練習問題:
**a)** 次の(i)〜(iii)が正規表現エンジンの記事の内容と合うかを、はい・いいえで答え、決め手となる記事の文言をそのまま引用してください。(i) この記事はアドベントカレンダーの5日目の記事である。(ii) 任意団体「天久保」は、つくば市の町域の天久保と関係がある。(iii) 筆者は先輩に急かされて記事を書いている。
**b)** 正規表現エンジンの記事の最後の文に続けて、その先を書き進めること。

ページ抜粋:
---+---

C言語で書いたVM型正規表現エンジンをWebAssemblyにしてブラウザで動かす
この記事は、茨城県つくば市の町域であるところの天久保とは無関係な任意団体「天久保」のアドベントカレンダー の 5 日目です。今日は 12 月 10 日ですけど。
今となっては学年を抜かされてしまった後輩に急かされてしまったので、急いで書いています。
冬は正規表現の季節
12 月になっていよいよ冬の到来を感じる気候になってきました。冬といえば正規表現です(筑波大学で「オートマトンと形式言語」という授業が開講されるのが冬だから)。

---+---

データセットの行:
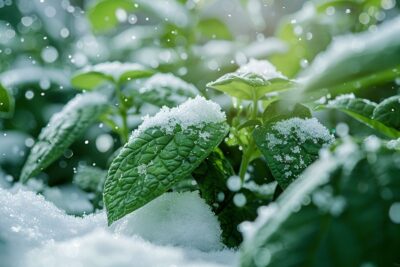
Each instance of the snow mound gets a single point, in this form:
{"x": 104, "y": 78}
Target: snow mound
{"x": 34, "y": 232}
{"x": 305, "y": 129}
{"x": 103, "y": 249}
{"x": 197, "y": 111}
{"x": 262, "y": 68}
{"x": 182, "y": 219}
{"x": 78, "y": 201}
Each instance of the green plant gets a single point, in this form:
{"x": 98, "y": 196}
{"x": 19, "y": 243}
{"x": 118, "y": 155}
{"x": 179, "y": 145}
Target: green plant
{"x": 276, "y": 138}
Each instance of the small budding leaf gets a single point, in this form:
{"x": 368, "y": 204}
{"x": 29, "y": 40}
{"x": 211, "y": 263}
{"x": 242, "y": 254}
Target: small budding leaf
{"x": 62, "y": 130}
{"x": 290, "y": 146}
{"x": 6, "y": 103}
{"x": 166, "y": 90}
{"x": 115, "y": 72}
{"x": 252, "y": 81}
{"x": 164, "y": 149}
{"x": 383, "y": 117}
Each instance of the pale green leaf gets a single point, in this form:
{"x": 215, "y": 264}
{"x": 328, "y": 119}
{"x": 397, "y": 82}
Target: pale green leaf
{"x": 166, "y": 90}
{"x": 115, "y": 72}
{"x": 252, "y": 81}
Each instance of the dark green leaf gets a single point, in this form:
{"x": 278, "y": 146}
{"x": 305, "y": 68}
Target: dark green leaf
{"x": 164, "y": 150}
{"x": 382, "y": 117}
{"x": 290, "y": 146}
{"x": 166, "y": 90}
{"x": 388, "y": 112}
{"x": 62, "y": 130}
{"x": 90, "y": 178}
{"x": 212, "y": 176}
{"x": 343, "y": 211}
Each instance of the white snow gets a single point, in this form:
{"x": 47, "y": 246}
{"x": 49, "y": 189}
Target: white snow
{"x": 305, "y": 129}
{"x": 69, "y": 198}
{"x": 261, "y": 67}
{"x": 102, "y": 249}
{"x": 34, "y": 232}
{"x": 194, "y": 112}
{"x": 114, "y": 69}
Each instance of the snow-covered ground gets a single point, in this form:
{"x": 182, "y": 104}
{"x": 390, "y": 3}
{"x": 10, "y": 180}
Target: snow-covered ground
{"x": 176, "y": 229}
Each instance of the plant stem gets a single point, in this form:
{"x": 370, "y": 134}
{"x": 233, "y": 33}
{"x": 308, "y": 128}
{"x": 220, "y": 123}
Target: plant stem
{"x": 124, "y": 132}
{"x": 247, "y": 152}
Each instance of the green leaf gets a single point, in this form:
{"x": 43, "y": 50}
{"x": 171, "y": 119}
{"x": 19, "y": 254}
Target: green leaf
{"x": 382, "y": 117}
{"x": 90, "y": 178}
{"x": 310, "y": 30}
{"x": 213, "y": 28}
{"x": 103, "y": 16}
{"x": 6, "y": 103}
{"x": 249, "y": 123}
{"x": 19, "y": 77}
{"x": 62, "y": 130}
{"x": 166, "y": 90}
{"x": 252, "y": 81}
{"x": 343, "y": 211}
{"x": 388, "y": 112}
{"x": 280, "y": 110}
{"x": 212, "y": 176}
{"x": 290, "y": 146}
{"x": 355, "y": 57}
{"x": 165, "y": 149}
{"x": 115, "y": 72}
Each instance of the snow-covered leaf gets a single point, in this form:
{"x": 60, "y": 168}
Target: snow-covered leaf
{"x": 383, "y": 117}
{"x": 290, "y": 146}
{"x": 6, "y": 102}
{"x": 324, "y": 217}
{"x": 34, "y": 75}
{"x": 355, "y": 56}
{"x": 252, "y": 81}
{"x": 106, "y": 14}
{"x": 166, "y": 90}
{"x": 62, "y": 130}
{"x": 163, "y": 150}
{"x": 116, "y": 72}
{"x": 90, "y": 178}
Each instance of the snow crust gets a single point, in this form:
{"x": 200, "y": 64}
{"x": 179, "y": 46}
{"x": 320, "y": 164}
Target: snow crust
{"x": 179, "y": 219}
{"x": 306, "y": 129}
{"x": 194, "y": 112}
{"x": 261, "y": 67}
{"x": 34, "y": 232}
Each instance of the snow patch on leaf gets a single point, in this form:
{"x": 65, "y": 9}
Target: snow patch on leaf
{"x": 194, "y": 112}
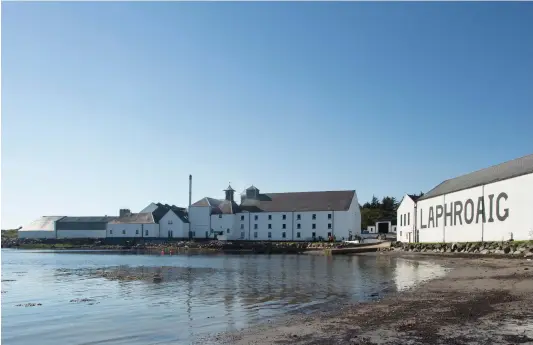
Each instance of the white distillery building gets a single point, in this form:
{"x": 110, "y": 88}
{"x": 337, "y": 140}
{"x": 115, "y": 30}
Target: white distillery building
{"x": 82, "y": 227}
{"x": 300, "y": 216}
{"x": 154, "y": 221}
{"x": 492, "y": 204}
{"x": 42, "y": 228}
{"x": 406, "y": 218}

---+---

解答:
**a)**
(i) はい。「アドベントカレンダー の 5 日目です」
(ii) いいえ。「天久保とは無関係な任意団体「天久保」」
(iii) いいえ。「後輩に急かされてしまったので」

**b)**
ちょうど一年前、私は生まれて初めて正規表現エンジンを作りました。去年作った正規表現については以下のブログを参照してください:
去年の正規表現エンジンには、以下のような特徴がありました:
- TypeScript で記述されている
- 正規表現をNFA(非決定性有限オートマトン)に変換して実行する
ということで、今年はまた違った正規表現エンジンを書いてみました。去年と同じように全く実用性がない車輪の再発明の遊びです。
今年の正規表現エンジン
今年の正規表現エンジンは、以下のような特徴を持っています:
- C 言語で書かれている
- 正規表現をバイトコードにコンパイルし、それをVMで実行する
最近ちょっとずつ C 言語の読み書きができるようになってきたので、今回はすべて C 言語で書きました。また、正規表現をNFAに変換するのではなく、VMを使ってバックトラックができる正規表現エンジンを作りました。
去年のものはNFAをそのまま実行していたので、今年はそれをDFAに変換してから実行するということも考えましたが、VMってちょっとかっこよい感じがしたので、VMでやることにしました。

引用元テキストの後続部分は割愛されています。